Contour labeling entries
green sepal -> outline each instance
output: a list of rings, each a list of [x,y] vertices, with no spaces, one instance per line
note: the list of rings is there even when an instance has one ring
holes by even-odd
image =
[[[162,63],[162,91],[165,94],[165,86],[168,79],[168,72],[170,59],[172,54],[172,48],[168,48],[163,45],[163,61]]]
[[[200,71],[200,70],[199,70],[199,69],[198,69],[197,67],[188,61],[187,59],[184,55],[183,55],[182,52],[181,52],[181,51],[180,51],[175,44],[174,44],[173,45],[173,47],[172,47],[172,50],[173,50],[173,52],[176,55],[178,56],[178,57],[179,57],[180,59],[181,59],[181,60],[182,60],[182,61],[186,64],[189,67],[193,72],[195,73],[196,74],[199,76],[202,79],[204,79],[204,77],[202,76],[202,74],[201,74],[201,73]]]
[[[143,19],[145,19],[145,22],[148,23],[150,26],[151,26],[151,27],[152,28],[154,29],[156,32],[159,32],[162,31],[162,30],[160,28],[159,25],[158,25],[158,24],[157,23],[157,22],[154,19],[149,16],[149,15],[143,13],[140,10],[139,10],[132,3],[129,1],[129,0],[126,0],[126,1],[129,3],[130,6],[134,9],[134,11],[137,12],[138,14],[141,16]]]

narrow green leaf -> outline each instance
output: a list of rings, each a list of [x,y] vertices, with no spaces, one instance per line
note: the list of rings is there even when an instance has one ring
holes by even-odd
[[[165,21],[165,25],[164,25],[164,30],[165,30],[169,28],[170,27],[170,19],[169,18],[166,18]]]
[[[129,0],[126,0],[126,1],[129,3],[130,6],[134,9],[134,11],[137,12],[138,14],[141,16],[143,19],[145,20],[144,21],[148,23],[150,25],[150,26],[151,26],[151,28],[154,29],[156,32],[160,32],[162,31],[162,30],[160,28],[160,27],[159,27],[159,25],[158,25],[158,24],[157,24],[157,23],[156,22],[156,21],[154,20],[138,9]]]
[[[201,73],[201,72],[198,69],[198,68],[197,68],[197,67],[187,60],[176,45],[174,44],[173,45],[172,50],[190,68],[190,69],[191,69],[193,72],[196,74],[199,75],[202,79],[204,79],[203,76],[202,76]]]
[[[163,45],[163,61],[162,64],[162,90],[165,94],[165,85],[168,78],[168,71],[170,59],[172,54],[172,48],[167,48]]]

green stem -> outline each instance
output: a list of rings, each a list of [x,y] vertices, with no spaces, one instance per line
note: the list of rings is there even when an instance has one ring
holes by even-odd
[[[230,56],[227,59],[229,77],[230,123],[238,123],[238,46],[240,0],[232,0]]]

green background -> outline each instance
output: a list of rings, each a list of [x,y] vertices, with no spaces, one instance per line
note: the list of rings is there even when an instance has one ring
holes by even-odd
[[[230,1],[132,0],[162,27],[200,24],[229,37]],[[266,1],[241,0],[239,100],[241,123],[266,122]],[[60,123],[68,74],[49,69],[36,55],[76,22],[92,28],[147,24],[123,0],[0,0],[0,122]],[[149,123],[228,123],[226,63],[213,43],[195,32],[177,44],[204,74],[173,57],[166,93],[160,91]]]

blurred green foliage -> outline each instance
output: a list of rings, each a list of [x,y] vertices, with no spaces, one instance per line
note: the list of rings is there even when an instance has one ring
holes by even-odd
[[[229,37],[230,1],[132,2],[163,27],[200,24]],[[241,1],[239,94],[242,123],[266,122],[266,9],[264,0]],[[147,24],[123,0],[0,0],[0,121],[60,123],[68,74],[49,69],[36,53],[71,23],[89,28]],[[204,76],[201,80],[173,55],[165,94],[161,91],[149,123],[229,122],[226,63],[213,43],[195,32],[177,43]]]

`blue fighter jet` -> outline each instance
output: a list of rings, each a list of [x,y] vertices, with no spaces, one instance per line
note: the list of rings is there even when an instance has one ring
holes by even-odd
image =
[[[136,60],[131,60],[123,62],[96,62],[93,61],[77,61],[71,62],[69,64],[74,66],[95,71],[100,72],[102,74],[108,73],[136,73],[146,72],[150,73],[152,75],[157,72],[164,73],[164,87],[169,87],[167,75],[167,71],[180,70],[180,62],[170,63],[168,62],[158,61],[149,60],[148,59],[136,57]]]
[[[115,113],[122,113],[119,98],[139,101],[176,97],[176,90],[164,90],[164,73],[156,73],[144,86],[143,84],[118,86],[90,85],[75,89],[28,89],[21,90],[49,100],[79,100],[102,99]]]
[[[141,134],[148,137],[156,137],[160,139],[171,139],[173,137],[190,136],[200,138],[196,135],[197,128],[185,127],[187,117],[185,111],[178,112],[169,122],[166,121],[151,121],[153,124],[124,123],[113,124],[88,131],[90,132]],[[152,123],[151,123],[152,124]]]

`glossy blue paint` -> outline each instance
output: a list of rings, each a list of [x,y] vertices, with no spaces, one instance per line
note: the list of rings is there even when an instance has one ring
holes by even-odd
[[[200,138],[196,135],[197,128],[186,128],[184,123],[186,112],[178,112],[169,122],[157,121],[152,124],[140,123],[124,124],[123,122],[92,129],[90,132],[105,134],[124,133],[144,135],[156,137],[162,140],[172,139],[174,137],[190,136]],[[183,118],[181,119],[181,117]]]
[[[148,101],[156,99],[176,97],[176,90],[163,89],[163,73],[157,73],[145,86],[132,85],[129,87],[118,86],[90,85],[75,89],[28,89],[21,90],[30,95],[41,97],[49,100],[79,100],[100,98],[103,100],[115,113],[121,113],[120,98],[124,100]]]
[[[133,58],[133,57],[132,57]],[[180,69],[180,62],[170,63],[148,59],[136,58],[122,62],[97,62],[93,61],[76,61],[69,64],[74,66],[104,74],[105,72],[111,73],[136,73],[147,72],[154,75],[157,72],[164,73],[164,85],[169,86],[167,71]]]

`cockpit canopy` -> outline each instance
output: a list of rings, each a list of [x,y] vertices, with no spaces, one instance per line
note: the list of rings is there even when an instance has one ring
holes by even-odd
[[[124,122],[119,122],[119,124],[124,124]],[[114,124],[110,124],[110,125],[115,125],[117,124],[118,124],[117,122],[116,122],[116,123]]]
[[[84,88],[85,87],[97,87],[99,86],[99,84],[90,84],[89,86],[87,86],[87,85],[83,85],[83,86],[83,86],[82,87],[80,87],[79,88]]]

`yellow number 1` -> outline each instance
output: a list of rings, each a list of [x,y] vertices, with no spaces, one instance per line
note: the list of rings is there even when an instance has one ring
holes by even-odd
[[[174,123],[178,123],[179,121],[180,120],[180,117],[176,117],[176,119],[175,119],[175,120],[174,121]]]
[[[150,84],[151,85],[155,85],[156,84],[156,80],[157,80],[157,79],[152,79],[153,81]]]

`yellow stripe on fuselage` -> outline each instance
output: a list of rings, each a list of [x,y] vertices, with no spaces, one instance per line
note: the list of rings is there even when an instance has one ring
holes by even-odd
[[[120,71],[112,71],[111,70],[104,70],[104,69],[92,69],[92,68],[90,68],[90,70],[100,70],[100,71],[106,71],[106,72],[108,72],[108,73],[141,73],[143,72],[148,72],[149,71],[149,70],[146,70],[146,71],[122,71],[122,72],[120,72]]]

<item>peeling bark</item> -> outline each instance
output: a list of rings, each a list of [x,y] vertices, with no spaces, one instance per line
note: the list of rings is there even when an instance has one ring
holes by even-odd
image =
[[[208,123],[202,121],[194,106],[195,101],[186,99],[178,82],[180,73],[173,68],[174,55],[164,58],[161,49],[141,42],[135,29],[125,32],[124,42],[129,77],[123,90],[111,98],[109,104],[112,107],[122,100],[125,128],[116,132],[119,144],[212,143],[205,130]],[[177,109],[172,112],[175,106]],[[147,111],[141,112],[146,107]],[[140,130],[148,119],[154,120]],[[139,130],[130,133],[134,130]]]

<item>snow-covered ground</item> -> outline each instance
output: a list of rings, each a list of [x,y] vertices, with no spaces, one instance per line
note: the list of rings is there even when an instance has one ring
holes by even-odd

*Requirements:* Find every line in the records above that contains the word "yellow", and copy each of those lines.

*Written solution:*
`yellow number 1` -> outline each instance
`yellow stripe on fuselage` -> outline each instance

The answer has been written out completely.